## What this task involves
Which of the lines below contain the word "lighting"? Locate each one and copy it in full.

## Data shown
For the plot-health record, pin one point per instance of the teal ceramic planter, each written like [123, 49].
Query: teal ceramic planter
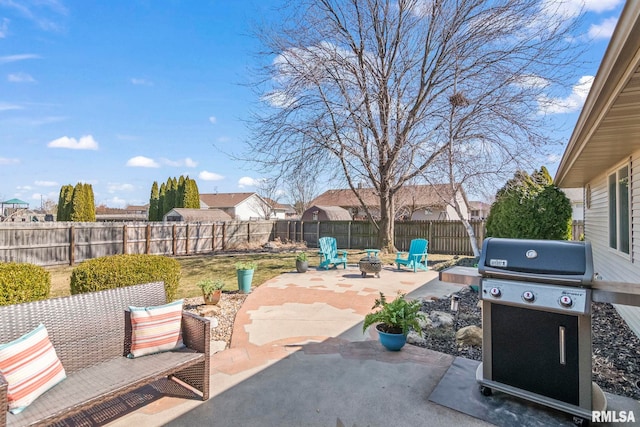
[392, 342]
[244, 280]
--
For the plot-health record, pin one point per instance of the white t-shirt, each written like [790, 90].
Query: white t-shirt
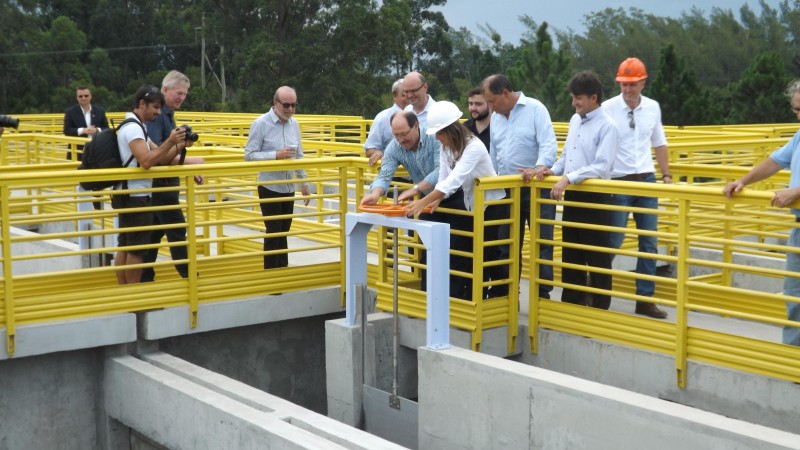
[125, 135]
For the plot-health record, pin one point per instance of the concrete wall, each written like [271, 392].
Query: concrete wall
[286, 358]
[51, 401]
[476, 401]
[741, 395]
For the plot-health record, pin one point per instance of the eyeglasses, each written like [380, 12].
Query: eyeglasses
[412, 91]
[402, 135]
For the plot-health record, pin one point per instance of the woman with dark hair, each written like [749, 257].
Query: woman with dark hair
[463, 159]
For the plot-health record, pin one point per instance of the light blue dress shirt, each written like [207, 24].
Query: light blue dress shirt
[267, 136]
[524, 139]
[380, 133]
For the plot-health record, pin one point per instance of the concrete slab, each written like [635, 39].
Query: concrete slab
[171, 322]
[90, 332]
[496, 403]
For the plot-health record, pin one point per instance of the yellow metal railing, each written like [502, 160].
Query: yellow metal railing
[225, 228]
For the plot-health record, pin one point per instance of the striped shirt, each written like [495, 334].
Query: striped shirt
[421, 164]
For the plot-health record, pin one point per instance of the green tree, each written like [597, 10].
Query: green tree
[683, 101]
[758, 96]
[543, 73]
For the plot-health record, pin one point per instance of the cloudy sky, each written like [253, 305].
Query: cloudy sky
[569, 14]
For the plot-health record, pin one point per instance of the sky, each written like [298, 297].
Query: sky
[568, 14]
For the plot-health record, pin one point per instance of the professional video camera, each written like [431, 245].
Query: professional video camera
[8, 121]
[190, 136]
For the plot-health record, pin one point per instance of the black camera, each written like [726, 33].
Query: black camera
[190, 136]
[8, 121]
* * *
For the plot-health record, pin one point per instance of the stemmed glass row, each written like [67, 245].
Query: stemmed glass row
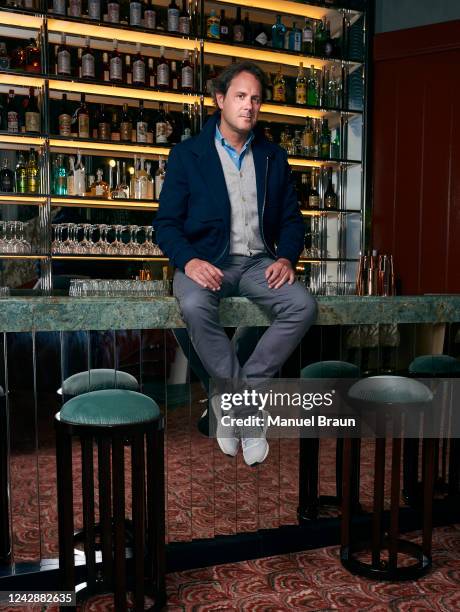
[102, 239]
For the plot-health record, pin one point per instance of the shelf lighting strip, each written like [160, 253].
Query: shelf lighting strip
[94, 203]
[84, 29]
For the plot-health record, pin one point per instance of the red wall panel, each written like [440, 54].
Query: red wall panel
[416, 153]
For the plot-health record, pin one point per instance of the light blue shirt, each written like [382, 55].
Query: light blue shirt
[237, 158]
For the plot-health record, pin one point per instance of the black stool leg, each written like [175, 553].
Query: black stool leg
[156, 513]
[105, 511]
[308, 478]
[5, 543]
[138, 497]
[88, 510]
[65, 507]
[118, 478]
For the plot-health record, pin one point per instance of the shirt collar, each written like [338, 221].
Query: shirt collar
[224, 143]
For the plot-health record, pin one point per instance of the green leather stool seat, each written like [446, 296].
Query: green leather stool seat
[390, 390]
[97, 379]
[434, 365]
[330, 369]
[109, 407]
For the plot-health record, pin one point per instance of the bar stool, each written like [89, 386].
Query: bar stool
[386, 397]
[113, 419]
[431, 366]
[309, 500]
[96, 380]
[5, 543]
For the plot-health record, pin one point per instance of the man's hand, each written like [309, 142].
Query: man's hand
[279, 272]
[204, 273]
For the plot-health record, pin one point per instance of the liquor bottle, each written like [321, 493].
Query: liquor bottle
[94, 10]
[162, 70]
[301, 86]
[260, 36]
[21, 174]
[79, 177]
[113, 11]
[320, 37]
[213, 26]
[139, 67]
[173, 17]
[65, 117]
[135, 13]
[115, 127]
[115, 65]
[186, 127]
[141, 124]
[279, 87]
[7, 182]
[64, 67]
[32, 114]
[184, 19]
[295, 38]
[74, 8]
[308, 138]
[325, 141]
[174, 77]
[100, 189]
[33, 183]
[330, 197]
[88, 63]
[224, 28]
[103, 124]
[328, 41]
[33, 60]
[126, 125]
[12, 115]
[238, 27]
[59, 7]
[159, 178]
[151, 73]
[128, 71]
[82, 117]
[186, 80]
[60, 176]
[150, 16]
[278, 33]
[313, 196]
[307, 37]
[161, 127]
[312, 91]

## In response
For the plot-health record, pin one point per instance of the shelf lighting strip, each written like [160, 253].
Query: shelf lighting strip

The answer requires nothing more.